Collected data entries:
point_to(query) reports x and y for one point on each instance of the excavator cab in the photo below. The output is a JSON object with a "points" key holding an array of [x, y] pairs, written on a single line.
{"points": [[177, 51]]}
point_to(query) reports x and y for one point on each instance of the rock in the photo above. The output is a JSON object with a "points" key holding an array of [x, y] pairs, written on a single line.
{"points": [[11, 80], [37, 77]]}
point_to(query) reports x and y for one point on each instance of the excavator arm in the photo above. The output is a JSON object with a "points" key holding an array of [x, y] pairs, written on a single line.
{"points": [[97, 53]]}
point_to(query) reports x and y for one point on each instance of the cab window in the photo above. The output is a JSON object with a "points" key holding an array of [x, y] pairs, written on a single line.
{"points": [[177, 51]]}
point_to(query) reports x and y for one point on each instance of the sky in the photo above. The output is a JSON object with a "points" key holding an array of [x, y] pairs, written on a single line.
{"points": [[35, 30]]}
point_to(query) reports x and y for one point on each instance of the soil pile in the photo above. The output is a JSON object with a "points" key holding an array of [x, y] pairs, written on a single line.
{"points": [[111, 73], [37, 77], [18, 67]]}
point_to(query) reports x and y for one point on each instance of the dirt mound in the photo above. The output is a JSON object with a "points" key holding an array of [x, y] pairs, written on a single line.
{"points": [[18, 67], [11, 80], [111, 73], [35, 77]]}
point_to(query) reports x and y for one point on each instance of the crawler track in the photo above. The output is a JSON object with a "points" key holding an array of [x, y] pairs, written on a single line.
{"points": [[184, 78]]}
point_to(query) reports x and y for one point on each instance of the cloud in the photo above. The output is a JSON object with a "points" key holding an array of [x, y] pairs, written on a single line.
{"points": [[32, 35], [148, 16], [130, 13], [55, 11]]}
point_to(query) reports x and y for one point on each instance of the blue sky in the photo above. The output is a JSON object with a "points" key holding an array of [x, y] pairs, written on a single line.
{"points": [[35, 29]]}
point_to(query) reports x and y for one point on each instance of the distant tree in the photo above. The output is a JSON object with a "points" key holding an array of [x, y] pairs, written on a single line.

Instructions for the task: What this exercise asks for is an exact copy of all the records.

Exercise answer:
point_to(query) reports x and y for one point on each instance of the excavator cab in the photo below. The output is a JSON object with a "points" key holding an array of [x, y] pairs, written on a single line.
{"points": [[177, 51]]}
point_to(query) reports x and y for one point on each instance of the rock in the photo above. The output is a JSON object with a "points" key holding an array of [x, y] pairs, written on a single line.
{"points": [[11, 80], [37, 77]]}
point_to(query) reports x and y for one point on each instance of the excavator arm in the photo above. The output is a JSON object with a "points" key holding an array of [x, y] pairs, written on a single line.
{"points": [[97, 53]]}
point_to(query) reports x and y for one point on each instance of the cab window in the photo above. The output is a JSON object with a "points" key holding an array of [x, y] pairs, written on a single line.
{"points": [[177, 51]]}
point_to(query) reports x and y for one point on each instance of the sky in the photo above. The output is a JSON object with a "points" key holding an array of [x, y] pairs, written on a single line.
{"points": [[35, 30]]}
point_to(query) reports x and y for one point on each instance of the soil pile in the photo above. The output is a JSON object with a "points" key holding an array of [x, y] pairs, written on a single line.
{"points": [[111, 73], [37, 77], [18, 67]]}
point_to(query) reports x and y for one point on each instance of the dirt mound in the photo above. The output is a JSON object with a "points" key holding an array of [x, y] pairs, written on a single line.
{"points": [[18, 67], [11, 80], [111, 73], [35, 77]]}
point_to(query) reports x and y for one point on each instance of the crawler track in the photo above. The output is a JSON object with a "points" key holding an array of [x, y] pairs, written on a single line.
{"points": [[184, 78]]}
point_to(query) reports x and y for one point on each instance of the cloud in the photo above. The output is a JSON object with a "points" key holding an array of [x, y] pairs, written on a single line.
{"points": [[32, 35], [148, 16], [130, 13], [55, 11]]}
point_to(query) reports x and y for one point on each instance of the blue sky in the photo above. The output is a JSON object with a "points" key holding an array of [x, y] pairs, written on a single line.
{"points": [[35, 29]]}
point_to(query) reports x and y for one point on each instance of the distant tree in the photo above. The output is a JSON object with a "points" key holding an array of [x, y] pairs, written on a single line.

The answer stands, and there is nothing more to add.